[Stored records]
------------------------------------------------

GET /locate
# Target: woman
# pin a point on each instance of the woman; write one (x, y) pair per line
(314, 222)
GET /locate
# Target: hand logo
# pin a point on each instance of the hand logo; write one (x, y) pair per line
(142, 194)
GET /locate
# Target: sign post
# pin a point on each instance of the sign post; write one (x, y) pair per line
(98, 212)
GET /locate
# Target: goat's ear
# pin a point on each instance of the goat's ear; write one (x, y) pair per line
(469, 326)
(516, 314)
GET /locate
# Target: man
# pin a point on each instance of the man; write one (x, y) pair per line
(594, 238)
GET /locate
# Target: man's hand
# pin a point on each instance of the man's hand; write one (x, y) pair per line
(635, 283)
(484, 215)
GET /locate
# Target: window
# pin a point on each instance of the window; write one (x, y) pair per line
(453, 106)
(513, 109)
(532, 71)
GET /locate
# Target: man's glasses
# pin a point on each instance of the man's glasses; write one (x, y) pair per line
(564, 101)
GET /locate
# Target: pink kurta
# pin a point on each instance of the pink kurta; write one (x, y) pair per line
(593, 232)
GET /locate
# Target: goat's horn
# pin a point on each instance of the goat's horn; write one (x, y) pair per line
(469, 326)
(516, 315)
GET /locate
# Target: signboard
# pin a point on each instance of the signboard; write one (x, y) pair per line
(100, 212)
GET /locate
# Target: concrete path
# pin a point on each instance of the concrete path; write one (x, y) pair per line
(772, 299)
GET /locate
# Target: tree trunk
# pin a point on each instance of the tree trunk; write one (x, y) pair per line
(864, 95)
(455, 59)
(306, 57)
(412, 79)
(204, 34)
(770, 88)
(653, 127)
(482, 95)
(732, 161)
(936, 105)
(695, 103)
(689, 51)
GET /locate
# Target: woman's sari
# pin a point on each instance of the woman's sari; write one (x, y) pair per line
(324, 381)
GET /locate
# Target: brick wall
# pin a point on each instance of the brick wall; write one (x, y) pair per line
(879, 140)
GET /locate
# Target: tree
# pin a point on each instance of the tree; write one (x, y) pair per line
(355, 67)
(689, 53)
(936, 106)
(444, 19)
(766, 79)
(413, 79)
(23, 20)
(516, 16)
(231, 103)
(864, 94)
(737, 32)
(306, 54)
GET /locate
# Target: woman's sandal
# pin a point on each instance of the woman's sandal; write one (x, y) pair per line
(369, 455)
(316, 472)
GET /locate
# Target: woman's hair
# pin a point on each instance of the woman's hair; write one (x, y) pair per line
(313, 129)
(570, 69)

------------------------------------------------

• Given request
Transcribe every line of the data, exactly as it stands.

• Solved exercise
GET /locate
# Target: woman
# pin a point on each instance of the woman; write one (x, y) pair per line
(314, 222)
GET /locate
# Target: hand logo
# pin a point on each instance of the hand logo; write one (x, y) pair per line
(142, 194)
GET /locate
# Target: sign post
# pin a point on each instance of the sign post; write one (x, y) pair per line
(98, 212)
GET /locate
# Target: goat's ear
# pin a point on each instance of the goat's ear; write one (x, y) pair per line
(469, 326)
(516, 314)
GET /locate
# Target: man
# pin a point on each instance of the man; write one (x, y) pair per line
(594, 238)
GET /locate
# Target: man's hand
# pin a point on each instance of the man's hand; write one (x, y) pair per line
(635, 283)
(484, 215)
GET /locate
# Target: window
# pin a point on each instance of the window; write one (x, y) pair per line
(453, 106)
(513, 109)
(532, 71)
GET /locate
# Target: man's glasses
# pin a point on each instance of the man's glasses; write one (x, y) pair per line
(564, 101)
GET /locate
# Target: pink kurta
# pin a point on each instance of the pink kurta; write one (x, y) pair per line
(593, 232)
GET /locate
# Target: goat's horn
# pin a point on each instance of the goat's horn; write one (x, y) pair per line
(469, 326)
(516, 315)
GET /locate
# Target: signboard
# pin a point on each instance of the signboard; write one (x, y) pair per line
(100, 212)
GET /locate
# Target: concrete path
# pin a point on each instance of the concrete path; write one (x, y) pair per line
(772, 299)
GET /locate
# Target: tree trunk
# pin a point on each instance of the tree trunk; write one (x, y) pair per line
(864, 95)
(455, 59)
(306, 57)
(412, 79)
(204, 34)
(770, 88)
(653, 127)
(482, 95)
(732, 161)
(936, 105)
(695, 103)
(689, 51)
GET /locate
# Target: woman's sari
# pin a point on each instance of the woman's sari; write one (x, y) pair per line
(324, 381)
GET /locate
# Target: brick wall
# pin a point on each instance of the brick wall; write one (x, y) pair per line
(879, 140)
GET /locate
# Target: tree
# pin a point on each instance of the tree; write one (x, y) pair per line
(355, 67)
(689, 53)
(936, 106)
(444, 19)
(766, 79)
(413, 79)
(23, 20)
(516, 16)
(231, 103)
(864, 94)
(737, 32)
(306, 54)
GET /locate
# Target: woman's sandal
# pin a point on each instance of the woman's sandal; write one (x, y) pair per line
(369, 455)
(316, 472)
GET /locate
# Target: woman's hair
# pin a point on each instance of the woman's hair; write one (x, y) pair per line
(313, 129)
(570, 69)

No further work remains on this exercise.